> _Extracted text_
Or use the newer synchronous interface to get PER + RSSI directly:

extern int8_t bt_ns_rx_start(bt_ns_test_new_rx_para_t *rxpara,
                              bt_ns_test_new_rx_rslt_t *rst,
                              uint32_t delay_ms);

bt_ns_test_new_rx_para_t para = {
    .channel = 8, .pkt_type = 5, .pkt_len = 339, .pkt_payload = 0,
};
bt_ns_test_new_rx_rslt_t rst;
bt_ns_rx_start(&para, &rst, 2000);  /* receive for 2 s, then stop */
LOG_I("err_bit=%d total_bit=%d err_pkt=%d total_pkt=%d rssi=%d",
      rst.err_bit_num, rst.total_bit_num,
      rst.err_pkt_num, rst.total_pkt_num, rst.rssi);

3.7 Notes

  • The comprehensive tester does not recognize this command (SiFli-proprietary vendor); use SiFli_RfTool.

  • You must ENTER before TX/RX, STOP before switching between TX and RX, and EXIT last. An incorrect state machine will cause errors.

4. BLE Non-Signaling Test (SIG DTM)

> _Exercise tasks_
A - According to the Bluetooth test excerpt, which tool should you use because the comprehensive tester does not recognize the command?
B - Carry on the Bluetooth test excerpt from the point where it stops.
The data has no connection to the Bluetooth test excerpt.

> _Extracted records_
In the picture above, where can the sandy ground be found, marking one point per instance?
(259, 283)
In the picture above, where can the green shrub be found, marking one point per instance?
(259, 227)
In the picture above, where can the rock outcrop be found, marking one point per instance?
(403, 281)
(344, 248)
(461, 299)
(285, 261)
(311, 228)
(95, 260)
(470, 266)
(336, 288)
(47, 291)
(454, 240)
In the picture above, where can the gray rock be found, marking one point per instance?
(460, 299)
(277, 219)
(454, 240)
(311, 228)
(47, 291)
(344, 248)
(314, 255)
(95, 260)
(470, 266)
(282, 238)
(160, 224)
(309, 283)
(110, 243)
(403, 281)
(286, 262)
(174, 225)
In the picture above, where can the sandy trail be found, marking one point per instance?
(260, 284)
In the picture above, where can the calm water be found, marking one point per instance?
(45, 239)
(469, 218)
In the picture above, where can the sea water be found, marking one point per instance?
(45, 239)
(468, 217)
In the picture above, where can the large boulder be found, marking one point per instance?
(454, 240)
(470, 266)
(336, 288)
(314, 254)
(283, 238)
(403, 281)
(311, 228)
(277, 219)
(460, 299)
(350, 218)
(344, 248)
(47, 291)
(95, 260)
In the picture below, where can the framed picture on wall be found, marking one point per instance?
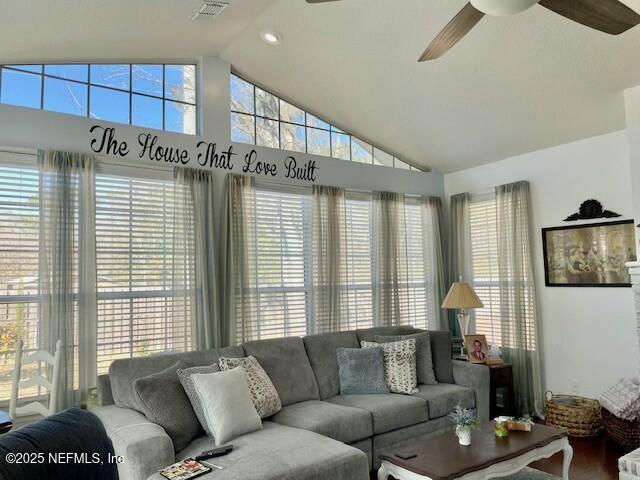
(590, 255)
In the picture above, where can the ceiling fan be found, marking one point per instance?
(609, 16)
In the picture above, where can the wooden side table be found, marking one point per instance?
(501, 387)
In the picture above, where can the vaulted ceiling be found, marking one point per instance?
(513, 85)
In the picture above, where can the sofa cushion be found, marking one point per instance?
(441, 353)
(278, 452)
(443, 398)
(368, 334)
(424, 359)
(345, 424)
(321, 350)
(285, 361)
(164, 402)
(124, 372)
(389, 411)
(361, 371)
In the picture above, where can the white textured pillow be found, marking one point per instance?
(264, 394)
(399, 365)
(226, 404)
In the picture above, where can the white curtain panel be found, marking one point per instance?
(67, 268)
(390, 257)
(329, 270)
(460, 264)
(434, 260)
(518, 315)
(239, 257)
(194, 272)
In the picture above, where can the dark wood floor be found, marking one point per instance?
(593, 459)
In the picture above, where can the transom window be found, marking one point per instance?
(145, 95)
(261, 118)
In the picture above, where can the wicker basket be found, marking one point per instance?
(580, 416)
(623, 432)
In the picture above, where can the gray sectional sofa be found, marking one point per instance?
(319, 433)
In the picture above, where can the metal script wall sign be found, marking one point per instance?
(104, 141)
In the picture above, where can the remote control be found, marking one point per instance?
(215, 452)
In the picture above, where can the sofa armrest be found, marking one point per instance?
(144, 446)
(476, 377)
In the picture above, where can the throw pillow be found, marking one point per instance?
(184, 375)
(226, 404)
(361, 371)
(164, 402)
(399, 364)
(424, 359)
(263, 392)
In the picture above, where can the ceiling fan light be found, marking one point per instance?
(503, 7)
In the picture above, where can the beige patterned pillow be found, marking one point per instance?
(264, 395)
(399, 364)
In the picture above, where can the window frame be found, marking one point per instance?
(164, 98)
(331, 129)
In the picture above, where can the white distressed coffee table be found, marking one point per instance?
(442, 458)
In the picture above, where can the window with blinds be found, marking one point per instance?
(501, 330)
(19, 224)
(413, 294)
(283, 230)
(358, 254)
(134, 251)
(484, 257)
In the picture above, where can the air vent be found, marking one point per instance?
(210, 9)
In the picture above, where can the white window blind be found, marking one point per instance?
(484, 257)
(19, 224)
(358, 254)
(134, 250)
(283, 229)
(501, 330)
(413, 294)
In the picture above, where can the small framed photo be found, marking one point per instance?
(477, 349)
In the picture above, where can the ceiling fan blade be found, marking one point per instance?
(462, 23)
(609, 16)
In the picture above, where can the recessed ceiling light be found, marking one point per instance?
(270, 37)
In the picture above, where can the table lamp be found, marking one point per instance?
(461, 296)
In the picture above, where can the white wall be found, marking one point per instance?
(588, 334)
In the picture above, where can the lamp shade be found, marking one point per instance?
(461, 295)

> _Answers below_
A - SiFli_RfTool.

B -
4.1 Topology

All BLE RF testing is done by sending 3 HCI commands (LE_Transmitter_Test / LE_Receiver_Test / LE_Test_End) over the serial link between the DUT and the comprehensive tester. On the firmware side there is only this one path: switching the UART to HCI pass-through:

../_images/ble_signaling_test.png

BLE DTM test topology

The DUT and the comprehensive tester are connected over serial; the tester sends HCI commands to drive the DUT into TX/RX. The RF test tool on the PC controls both the DUT’s and the tester’s transmit/receive at the same time.

4.2 How to use

Option

Call

FinSH

bt_rftest bletx / bt_rftest blerx / bt_rftest btstop (shared stop) / bt_rftest exit

API

ble_enter_dut_mode(ble_dut_mode_t *)

Standard HCI (via UART pass-through)

HCI_LE_Transmitter_Test (0x201E) / HCI_LE_Receiver_Test v2 (0x2033) / HCI_LE_Test_End (0x201F)

Header: bf0_ble_common.h

4.3 Data structures

typedef struct {
    uint8_t operation;       // GAPM_LE_TEST_TX_START / RX_START / STOP
    uint8_t channel;         // 0..39 (0=2402MHz, 19=2440MHz, 39=2480MHz)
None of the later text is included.